Text extract ▸
+ + + +

As of each of March 31, 2011 and December 31, 2010, there were $2.0 million in impaired loans. The amount of the allowance for loan losses allocated for impaired loans as of March 31, 2011 and December 31, 2010 was $130 thousand and $139 thousand, respectively.
ALLOWANCE FOR LOAN LOSSES
The allowance for loan losses is maintained at a level considered adequate to provide for probable incurred loan losses. The level of the allowance is based on management’s evaluation of estimated losses in the portfolio, after consideration of risk characteristics of the loans and prevailing and anticipated economic conditions. Provisions are charged to expense and the allowance is reduced by charge-offs, net of recoveries, and is increased by the provision. Although management strives to maintain an allowance it deems adequate, future economic changes, deterioration of borrowers’ creditworthiness, and the impact of examinations by regulatory agencies all could cause changes to the Company’s allowance for loan losses.

+ + + +

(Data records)
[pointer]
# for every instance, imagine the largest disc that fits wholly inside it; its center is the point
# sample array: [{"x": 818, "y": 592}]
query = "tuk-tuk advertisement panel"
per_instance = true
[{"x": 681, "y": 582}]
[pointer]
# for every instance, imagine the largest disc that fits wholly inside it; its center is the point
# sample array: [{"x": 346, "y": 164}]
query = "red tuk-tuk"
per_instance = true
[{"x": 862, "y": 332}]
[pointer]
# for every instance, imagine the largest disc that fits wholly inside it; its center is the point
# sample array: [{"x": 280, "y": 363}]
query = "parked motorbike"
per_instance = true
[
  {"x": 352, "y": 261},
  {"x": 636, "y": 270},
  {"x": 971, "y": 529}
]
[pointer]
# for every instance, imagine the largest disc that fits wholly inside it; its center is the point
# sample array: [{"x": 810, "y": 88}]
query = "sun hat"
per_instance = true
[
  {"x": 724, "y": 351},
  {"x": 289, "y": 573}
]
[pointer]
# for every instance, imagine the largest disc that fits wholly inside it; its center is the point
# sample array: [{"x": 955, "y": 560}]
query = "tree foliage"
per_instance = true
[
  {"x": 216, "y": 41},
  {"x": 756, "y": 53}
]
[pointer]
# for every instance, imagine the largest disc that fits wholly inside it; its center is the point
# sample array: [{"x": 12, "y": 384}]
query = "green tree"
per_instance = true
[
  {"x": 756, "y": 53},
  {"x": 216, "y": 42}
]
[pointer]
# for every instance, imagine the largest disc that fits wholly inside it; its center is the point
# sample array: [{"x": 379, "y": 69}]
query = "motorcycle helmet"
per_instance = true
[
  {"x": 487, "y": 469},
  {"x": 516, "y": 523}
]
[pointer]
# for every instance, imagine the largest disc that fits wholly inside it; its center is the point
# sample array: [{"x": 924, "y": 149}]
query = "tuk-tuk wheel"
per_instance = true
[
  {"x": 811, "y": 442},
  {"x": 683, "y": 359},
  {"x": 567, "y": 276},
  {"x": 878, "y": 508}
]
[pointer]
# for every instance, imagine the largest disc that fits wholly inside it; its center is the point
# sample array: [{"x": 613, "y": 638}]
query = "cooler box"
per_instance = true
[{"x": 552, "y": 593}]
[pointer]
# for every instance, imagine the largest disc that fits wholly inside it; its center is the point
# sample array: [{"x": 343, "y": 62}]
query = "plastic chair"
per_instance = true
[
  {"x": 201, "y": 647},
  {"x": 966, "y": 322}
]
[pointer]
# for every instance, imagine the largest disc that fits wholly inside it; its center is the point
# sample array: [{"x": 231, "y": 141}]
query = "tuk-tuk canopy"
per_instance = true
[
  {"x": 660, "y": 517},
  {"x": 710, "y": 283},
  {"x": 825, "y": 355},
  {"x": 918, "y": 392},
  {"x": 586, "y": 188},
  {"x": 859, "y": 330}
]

+ + + +

Problem details ▸
In the loan-loss text, how much of the allowance for loan losses was allocated for impaired loans as of March 31, 2011?

Solution ▸
$130 thousand